--- GIVEN DATA Enclosed Below ---

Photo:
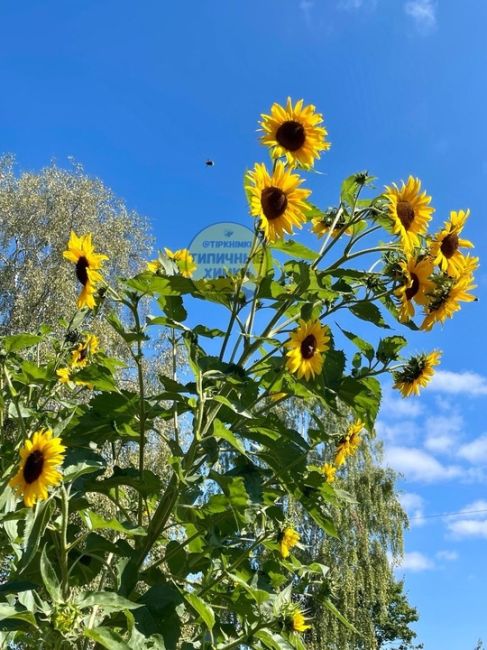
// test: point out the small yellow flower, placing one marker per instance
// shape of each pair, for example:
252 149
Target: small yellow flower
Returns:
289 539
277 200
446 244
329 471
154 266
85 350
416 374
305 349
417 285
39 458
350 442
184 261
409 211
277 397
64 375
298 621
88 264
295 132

--- End of Enclosed GIVEN DATA ---
--- GIVEN DATA Enclosed Below ---

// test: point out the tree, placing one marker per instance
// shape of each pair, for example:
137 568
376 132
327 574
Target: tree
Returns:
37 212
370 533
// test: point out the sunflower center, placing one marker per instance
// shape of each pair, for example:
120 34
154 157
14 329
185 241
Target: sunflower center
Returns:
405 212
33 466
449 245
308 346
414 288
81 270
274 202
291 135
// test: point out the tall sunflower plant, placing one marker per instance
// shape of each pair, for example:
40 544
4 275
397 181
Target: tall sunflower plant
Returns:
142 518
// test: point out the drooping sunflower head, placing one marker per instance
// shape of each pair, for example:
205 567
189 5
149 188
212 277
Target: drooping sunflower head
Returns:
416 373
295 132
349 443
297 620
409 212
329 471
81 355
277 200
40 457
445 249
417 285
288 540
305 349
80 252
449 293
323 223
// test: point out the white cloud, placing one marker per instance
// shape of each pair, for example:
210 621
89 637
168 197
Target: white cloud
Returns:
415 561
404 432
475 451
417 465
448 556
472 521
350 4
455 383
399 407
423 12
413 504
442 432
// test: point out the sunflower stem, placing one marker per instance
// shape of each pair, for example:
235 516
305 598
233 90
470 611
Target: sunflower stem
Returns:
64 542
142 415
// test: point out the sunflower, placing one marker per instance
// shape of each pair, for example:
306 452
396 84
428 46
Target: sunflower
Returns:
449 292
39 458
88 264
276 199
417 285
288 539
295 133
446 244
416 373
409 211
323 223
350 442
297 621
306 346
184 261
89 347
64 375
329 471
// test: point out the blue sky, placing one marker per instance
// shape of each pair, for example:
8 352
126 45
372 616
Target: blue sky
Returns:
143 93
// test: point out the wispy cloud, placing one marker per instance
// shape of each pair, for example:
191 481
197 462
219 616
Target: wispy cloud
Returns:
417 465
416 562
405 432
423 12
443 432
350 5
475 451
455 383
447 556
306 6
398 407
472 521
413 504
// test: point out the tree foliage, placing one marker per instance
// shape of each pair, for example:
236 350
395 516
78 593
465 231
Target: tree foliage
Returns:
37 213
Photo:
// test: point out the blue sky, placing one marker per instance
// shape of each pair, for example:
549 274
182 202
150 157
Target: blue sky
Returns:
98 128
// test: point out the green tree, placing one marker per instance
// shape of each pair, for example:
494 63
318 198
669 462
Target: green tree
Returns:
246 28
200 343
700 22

--- End of Enclosed GIVEN DATA ---

### ABOUT THIS EXERCISE
All lines in the entries above that hold the word "tall" need to be copied.

### OUTPUT
// test: point out the tall sunflower plant, placing one marker per instance
Target: tall sunflower plant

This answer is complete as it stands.